ABOUT THIS EXERCISE = Start at the line that contains "Target: muddy water". Repeat it and each line after it, exactly, up to and including the final line of the data.

MATERIAL PROVIDED =
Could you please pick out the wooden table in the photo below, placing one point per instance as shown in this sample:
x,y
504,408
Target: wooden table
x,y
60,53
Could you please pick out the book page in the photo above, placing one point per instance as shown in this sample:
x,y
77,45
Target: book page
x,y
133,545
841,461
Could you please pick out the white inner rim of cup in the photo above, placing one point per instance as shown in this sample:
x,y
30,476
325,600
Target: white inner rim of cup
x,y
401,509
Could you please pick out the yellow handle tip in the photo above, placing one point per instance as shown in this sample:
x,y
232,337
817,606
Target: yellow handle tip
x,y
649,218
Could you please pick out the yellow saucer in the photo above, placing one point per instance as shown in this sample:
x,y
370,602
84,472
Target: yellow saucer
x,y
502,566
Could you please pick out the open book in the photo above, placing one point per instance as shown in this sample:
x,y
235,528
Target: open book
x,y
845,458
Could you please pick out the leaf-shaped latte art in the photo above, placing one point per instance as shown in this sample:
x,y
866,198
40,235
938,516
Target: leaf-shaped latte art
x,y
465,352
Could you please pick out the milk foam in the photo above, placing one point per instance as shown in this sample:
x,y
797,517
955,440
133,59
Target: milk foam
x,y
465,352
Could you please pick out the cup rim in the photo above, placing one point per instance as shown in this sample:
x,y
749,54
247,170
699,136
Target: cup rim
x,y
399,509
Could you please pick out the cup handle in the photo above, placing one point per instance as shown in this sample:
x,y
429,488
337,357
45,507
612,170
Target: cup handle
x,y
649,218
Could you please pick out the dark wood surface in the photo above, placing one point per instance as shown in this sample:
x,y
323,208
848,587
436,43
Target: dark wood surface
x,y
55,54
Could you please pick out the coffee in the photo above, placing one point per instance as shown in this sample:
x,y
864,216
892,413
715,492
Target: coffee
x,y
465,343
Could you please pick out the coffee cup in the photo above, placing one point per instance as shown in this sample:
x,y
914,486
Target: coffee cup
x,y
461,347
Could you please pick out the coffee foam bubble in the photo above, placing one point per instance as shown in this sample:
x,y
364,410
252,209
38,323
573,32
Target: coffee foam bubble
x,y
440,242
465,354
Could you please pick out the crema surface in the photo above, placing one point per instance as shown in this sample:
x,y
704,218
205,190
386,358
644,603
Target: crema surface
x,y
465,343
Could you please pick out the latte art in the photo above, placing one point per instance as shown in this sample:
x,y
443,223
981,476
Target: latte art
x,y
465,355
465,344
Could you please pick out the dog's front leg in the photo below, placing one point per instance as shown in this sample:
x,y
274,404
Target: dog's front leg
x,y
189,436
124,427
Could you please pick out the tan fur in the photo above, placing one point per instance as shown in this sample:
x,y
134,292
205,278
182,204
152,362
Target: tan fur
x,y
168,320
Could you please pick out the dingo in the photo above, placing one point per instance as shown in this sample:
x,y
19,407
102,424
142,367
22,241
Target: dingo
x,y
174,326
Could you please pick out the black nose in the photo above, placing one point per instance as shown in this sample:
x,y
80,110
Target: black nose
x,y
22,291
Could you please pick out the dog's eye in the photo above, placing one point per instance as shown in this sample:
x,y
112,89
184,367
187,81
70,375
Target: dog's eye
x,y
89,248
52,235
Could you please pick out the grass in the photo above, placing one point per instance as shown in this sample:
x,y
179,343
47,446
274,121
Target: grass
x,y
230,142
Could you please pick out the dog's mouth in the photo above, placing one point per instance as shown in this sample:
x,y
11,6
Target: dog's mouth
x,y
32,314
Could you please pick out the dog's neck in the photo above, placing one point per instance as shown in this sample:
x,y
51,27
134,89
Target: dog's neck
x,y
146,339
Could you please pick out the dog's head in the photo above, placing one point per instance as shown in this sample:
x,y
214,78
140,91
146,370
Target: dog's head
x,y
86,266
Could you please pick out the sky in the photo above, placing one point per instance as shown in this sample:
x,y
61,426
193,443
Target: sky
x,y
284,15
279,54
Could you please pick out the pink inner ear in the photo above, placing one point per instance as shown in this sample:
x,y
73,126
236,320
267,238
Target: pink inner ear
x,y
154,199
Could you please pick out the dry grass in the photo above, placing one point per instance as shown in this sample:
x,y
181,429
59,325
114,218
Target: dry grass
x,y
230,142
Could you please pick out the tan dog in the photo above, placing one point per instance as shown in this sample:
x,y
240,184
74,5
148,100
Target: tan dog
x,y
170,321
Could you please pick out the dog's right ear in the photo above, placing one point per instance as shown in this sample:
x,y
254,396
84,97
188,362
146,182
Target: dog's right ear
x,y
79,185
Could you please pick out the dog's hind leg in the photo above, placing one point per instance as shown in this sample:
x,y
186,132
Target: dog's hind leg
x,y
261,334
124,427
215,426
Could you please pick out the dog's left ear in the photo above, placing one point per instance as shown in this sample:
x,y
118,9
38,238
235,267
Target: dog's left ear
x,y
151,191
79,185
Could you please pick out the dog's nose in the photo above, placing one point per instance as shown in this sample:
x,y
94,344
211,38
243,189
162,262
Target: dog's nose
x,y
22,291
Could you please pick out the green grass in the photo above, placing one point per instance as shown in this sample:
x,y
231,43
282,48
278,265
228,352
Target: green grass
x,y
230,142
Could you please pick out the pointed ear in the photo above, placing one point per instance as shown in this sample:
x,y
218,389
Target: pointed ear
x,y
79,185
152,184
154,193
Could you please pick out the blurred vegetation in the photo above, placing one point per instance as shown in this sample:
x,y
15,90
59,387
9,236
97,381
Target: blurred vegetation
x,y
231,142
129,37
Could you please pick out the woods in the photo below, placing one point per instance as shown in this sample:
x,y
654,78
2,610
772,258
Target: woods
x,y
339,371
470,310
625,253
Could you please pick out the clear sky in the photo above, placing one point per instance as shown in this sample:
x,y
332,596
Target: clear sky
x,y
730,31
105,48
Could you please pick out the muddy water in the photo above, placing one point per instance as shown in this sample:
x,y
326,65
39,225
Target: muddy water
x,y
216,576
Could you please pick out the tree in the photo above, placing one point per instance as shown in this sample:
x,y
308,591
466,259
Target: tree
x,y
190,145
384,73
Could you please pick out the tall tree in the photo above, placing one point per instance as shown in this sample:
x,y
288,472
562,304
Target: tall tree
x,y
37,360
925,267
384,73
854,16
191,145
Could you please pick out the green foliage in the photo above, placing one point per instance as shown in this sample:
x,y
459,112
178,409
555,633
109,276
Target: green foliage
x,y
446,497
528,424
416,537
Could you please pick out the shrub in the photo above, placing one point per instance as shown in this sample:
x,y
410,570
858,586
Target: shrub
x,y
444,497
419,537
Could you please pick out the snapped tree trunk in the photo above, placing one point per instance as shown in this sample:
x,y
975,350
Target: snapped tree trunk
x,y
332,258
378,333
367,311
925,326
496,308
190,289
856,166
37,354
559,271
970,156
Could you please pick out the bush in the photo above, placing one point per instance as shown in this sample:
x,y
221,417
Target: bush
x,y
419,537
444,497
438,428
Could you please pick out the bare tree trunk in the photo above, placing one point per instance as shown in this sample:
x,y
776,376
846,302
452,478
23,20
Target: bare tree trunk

TASK ANSWER =
Target: muddy water
x,y
216,576
Could you please pick out the tree in the photo above, placing one point per instance as shown in this sample:
x,y
308,591
466,259
Target: tree
x,y
190,145
384,73
Could you please pick out the tall tree in the photo above, placing one point per instance as shown in this sample:
x,y
288,472
562,304
Target: tall tree
x,y
37,360
925,267
384,73
854,16
191,145
Could you please pick out the green foliage in the photo above, placing one point per instance as shown in this sample:
x,y
459,112
178,409
555,633
109,276
Target: green foliage
x,y
446,497
528,424
416,537
Could you please pick out the shrub in the photo above, placing one point per instance as shown in this sample:
x,y
410,570
858,586
Target: shrub
x,y
444,497
419,537
Could you please pick out the snapped tree trunk in the photo above, placing one point per instance as shown in this sample:
x,y
975,350
Target: snapped tree trunk
x,y
332,258
378,333
367,311
925,326
496,308
190,289
856,166
37,354
559,271
970,156
Could you please pick out the bush in the photo above, placing one point per instance as shown in this sample:
x,y
221,417
Target: bush
x,y
419,537
444,497
438,428
Could you please pick out the bare tree trunk in the photo above, placing one point per instance as shown in this sample:
x,y
776,376
846,302
452,478
23,20
Target: bare tree trunk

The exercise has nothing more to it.